--- Start SUPPLIED DATA ---

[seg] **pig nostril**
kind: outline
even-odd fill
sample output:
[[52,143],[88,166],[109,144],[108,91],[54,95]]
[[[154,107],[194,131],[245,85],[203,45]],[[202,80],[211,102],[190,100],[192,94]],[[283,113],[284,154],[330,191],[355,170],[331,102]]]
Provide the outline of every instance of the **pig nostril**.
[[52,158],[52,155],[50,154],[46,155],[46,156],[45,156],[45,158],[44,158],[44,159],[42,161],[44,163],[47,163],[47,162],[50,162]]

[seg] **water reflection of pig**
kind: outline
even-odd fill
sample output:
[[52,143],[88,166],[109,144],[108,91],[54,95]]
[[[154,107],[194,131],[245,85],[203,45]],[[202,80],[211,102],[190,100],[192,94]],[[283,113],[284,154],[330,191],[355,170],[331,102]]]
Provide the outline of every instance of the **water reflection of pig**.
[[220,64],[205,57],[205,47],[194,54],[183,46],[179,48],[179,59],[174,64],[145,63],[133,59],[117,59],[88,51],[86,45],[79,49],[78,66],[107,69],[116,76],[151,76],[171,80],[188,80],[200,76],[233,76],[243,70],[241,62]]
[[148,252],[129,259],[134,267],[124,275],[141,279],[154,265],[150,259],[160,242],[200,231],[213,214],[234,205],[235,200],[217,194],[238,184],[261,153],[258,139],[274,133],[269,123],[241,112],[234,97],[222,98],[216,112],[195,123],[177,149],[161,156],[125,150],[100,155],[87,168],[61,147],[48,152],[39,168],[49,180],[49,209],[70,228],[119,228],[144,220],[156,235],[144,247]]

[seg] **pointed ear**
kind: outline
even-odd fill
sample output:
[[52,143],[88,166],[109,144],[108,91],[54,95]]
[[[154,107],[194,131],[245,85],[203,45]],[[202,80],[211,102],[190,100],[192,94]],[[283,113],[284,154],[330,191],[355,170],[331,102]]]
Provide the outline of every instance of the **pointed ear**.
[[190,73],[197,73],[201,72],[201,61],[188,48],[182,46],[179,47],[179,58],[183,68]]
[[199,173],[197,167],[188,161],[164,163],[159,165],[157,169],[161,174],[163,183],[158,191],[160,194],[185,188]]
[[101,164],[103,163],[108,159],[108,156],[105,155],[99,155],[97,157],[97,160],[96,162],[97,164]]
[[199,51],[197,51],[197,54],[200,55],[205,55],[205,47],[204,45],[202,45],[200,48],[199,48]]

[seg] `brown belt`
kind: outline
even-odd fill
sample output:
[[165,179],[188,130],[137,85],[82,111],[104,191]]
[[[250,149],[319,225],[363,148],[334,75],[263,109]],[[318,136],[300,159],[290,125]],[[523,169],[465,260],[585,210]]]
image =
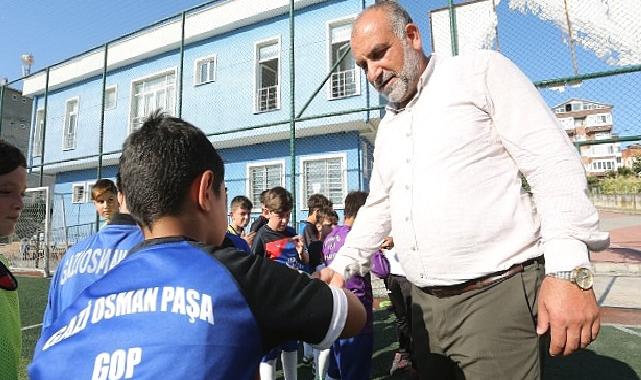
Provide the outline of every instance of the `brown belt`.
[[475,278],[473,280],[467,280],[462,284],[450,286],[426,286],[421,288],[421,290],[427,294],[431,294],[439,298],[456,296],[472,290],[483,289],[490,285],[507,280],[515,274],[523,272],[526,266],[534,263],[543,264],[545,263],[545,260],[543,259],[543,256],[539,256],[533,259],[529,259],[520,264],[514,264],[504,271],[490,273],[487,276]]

--- End SUPPLIED DATA ---
--- Start SUPPLIED DATA ---

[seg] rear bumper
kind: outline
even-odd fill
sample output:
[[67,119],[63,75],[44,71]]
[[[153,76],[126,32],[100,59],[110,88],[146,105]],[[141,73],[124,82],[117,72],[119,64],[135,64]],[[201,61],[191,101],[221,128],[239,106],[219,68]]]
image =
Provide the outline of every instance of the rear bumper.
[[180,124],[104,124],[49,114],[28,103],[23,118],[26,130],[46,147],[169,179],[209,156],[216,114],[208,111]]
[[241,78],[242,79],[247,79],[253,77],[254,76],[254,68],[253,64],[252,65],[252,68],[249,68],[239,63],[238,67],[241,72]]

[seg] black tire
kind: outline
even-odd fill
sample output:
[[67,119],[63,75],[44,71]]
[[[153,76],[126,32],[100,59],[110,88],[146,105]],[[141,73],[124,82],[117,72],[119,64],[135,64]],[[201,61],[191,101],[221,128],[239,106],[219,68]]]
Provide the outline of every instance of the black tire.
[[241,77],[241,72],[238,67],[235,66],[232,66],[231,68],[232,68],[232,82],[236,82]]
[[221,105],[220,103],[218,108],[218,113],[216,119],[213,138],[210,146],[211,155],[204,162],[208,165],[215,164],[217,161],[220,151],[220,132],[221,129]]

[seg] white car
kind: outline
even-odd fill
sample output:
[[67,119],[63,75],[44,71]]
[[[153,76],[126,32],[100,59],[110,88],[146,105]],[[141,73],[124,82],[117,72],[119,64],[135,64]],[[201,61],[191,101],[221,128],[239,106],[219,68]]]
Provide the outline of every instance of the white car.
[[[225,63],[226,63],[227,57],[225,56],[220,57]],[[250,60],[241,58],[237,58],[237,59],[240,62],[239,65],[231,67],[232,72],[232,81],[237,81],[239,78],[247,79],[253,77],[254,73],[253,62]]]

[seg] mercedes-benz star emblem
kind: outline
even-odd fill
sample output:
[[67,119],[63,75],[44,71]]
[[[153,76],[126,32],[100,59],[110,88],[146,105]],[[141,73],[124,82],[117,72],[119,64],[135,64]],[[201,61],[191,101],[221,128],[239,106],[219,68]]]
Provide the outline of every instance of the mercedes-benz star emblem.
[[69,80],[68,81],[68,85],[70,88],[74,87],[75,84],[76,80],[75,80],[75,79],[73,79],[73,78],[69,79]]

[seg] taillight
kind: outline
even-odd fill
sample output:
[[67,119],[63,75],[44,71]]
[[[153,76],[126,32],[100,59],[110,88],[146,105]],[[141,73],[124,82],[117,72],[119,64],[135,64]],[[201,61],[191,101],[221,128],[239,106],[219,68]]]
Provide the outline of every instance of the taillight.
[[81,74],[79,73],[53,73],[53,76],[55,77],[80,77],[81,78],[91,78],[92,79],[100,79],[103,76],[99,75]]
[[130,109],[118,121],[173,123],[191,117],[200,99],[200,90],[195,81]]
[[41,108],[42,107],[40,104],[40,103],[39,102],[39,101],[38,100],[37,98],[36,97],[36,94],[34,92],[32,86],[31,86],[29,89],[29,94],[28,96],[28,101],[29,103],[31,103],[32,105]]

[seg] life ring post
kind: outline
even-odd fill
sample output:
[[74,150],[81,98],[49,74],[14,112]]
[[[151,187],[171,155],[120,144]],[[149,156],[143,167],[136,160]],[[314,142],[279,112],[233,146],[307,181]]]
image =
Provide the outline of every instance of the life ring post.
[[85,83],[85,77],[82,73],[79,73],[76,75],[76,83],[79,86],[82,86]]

--- End SUPPLIED DATA ---

PROBLEM DESCRIPTION -
Reproduce verbatim every line of the records from the one containing "[seg] **pig nostril**" through the one containing "Provide the outline of every instance of the **pig", including both of those lines.

THE RESPONSE -
[seg] **pig nostril**
kind: outline
even-odd fill
sample output:
[[52,143],[88,166],[109,144],[108,91],[54,95]]
[[[154,107],[194,131],[245,85],[203,45]],[[202,80],[211,102],[190,100],[192,94]],[[283,113],[284,154],[330,191],[355,170],[331,102]]]
Provide the outline of every instance of the **pig nostril**.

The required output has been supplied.